= Task details =
Give every entry again, exactly as it stands.

══ Records supplied ══

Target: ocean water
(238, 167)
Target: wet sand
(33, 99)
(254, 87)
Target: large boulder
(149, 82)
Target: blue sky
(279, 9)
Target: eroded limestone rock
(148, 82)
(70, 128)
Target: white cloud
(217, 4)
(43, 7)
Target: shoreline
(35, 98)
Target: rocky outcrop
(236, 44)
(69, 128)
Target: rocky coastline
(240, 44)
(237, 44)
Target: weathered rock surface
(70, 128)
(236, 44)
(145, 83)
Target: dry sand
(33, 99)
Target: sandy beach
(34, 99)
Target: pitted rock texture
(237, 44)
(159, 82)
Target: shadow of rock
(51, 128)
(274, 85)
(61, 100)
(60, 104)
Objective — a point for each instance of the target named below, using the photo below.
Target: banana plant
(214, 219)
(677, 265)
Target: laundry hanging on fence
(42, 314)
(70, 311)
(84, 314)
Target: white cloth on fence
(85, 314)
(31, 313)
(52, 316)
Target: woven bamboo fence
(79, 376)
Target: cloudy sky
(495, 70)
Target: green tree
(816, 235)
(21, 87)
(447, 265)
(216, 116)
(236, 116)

═══

= Solution below =
Target: ocean water
(238, 167)
Target: wet sand
(33, 99)
(254, 87)
Target: large boulder
(149, 82)
Target: blue sky
(279, 9)
Target: eroded limestone rock
(148, 82)
(70, 128)
Target: white cloud
(217, 4)
(43, 7)
Target: shoreline
(35, 98)
Target: rocky outcrop
(236, 44)
(69, 128)
Target: rocky coastline
(240, 44)
(237, 44)
Target: weathered rock surface
(70, 128)
(236, 44)
(145, 83)
Target: dry sand
(33, 99)
Target: sandy beach
(34, 99)
Target: pitted rock texture
(237, 44)
(159, 82)
Target: shadow of rock
(51, 128)
(274, 85)
(61, 100)
(60, 104)
Objective — a point for each instance of the target named below, using the photo below.
Target: banana plant
(214, 219)
(677, 265)
Target: laundry hanging on fence
(42, 314)
(70, 311)
(84, 314)
Target: white cloth on fence
(85, 314)
(31, 313)
(52, 316)
Target: woven bamboo fence
(79, 376)
Target: cloudy sky
(495, 70)
Target: green tree
(816, 235)
(21, 87)
(447, 265)
(216, 116)
(236, 116)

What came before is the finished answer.